Similarly ten years ago many engineering-minded senior executives in telecoms still laughed at the ringing tones and interchangeable covers and the Snake game on Nokia phones. But already in 2001 Nokia was talking of the phone becoming a fashion item. Nokia started a long-term program to incorporate Nokia phones worn by supermodels on the fashion catwalks in Paris, Milan, London and New York. The first step was the Vertu premium jewelry cellphone line (phones embedded with gemstones costing tens of thousands of dollars and beyond), but the true endorsement of a phone as a fashion item was when actual fashion brands joined in, which started with NTT DoCoMo's Benetton phone in 2005. Americans heard of this innovation first with Motorola's Dolce & Gabbana phone a year later.
The fashion industry works on a principle of total change in what is cool, two times per year. A spring fashion and a fall fashion (which are not compatible, ie you cannot readily mix spring and fall fashions, the colors and cuts are deliberately that different). Works like clockwork. In Japan today there is a new phone model line introduced in February for Spring, and in September for the fall. They have big Spring and Fall launches at the flagship stores (and with the fashion industry). Ladies do coordinate their phones with the colors of their shoes and handbags. Again an American telecoms executive might be forgiven for thinking of long production runs to try to save costs, to extend say a Motorola Razr for quarter after quarter after year after year. But look at Nokia, even their bestselling models, Nokia usually discontinues their production six months later, replacing the model. They understand fashion. Moto does not. American telecoms execs almost certainly are not planning their current work harmonized to a six month fashion cycle. Nokia is working hard to bring the rest of the Western world into line with Japanese and Korean cycles.
GSM. Ten years ago, GSM passed the half point, where half of all global cellphone subscribers were on this "European/Asian" technology. The two major "American" second generation cellular technologies were TDMA and CDMA. TDMA has all but vanished, but CDMA is still going strong in North America with more than half of all subscribers on that technology in the US and Canada. But the world has harmonized on its rival, GSM, which, together with its evolution paths GPRS (2.5G), EDGE (2.8G), WCDMA (3G) and HSDPA (3.5G) cover 80% of the world's cellular subscribers today. What was the first GSM country? Finland. Now if any American telecoms expert looks at his home market, it is easy to believe that CDMA is a potent technology and the temptation is to release new phones first to that technology. But the sad reality is that in the "Betamax vs VHS" wars for telecoms, the GSM evolution path has emerged as the clear winner - over a dozen CDMA carriers have started migrating CDMA customers to GSM standards from Mexico to India to Australia to South Korea, and not one GSM operator has gone in the other direction. No, the instinct might be to go for the majority of American subscribers (CDMA), but to win in the global war, you have to go with the majority of the global subscribers (GSM). Americans account for only 7% of the total global cellphone subscriber base anymore.

==============================

Written exercise A:
Please print the listing, beginning with its first line and stopping after the line that contains "<point>329,93</point>", with both of those lines included.
The listing is unrelated to the passage on the phone industry.

(Saved data)
==============================

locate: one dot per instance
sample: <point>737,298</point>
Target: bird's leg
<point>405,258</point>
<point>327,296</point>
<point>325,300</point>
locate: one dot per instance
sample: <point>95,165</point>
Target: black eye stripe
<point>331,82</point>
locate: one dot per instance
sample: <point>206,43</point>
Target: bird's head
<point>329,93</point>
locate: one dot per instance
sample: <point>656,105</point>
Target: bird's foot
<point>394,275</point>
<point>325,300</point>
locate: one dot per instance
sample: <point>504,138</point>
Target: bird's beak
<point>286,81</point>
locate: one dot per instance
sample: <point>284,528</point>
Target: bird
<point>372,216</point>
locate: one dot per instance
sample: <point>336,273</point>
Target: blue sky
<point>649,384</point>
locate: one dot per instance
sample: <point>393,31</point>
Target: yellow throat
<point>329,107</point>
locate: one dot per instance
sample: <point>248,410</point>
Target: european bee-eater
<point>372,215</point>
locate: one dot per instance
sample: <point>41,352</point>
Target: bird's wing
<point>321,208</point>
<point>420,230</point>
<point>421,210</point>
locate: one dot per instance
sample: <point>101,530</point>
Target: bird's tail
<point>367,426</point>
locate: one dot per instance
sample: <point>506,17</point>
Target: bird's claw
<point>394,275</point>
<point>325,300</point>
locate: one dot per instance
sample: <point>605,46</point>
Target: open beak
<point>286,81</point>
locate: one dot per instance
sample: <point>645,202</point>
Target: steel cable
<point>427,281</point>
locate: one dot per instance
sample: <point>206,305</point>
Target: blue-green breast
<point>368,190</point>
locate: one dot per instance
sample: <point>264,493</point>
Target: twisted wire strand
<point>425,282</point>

==============================

Written exercise B:
Output part of the passage on the phone industry word for word, beginning at the words "Similarly ten years" and stopping after "a year later.".

Output A:
locate: one dot per instance
sample: <point>737,298</point>
Target: bird's leg
<point>405,258</point>
<point>327,296</point>
<point>325,300</point>
locate: one dot per instance
sample: <point>95,165</point>
Target: black eye stripe
<point>331,82</point>
locate: one dot per instance
sample: <point>206,43</point>
Target: bird's head
<point>329,93</point>

Output B:
Similarly ten years ago many engineering-minded senior executives in telecoms still laughed at the ringing tones and interchangeable covers and the Snake game on Nokia phones. But already in 2001 Nokia was talking of the phone becoming a fashion item. Nokia started a long-term program to incorporate Nokia phones worn by supermodels on the fashion catwalks in Paris, Milan, London and New York. The first step was the Vertu premium jewelry cellphone line (phones embedded with gemstones costing tens of thousands of dollars and beyond), but the true endorsement of a phone as a fashion item was when actual fashion brands joined in, which started with NTT DoCoMo's Benetton phone in 2005. Americans heard of this innovation first with Motorola's Dolce & Gabbana phone a year later.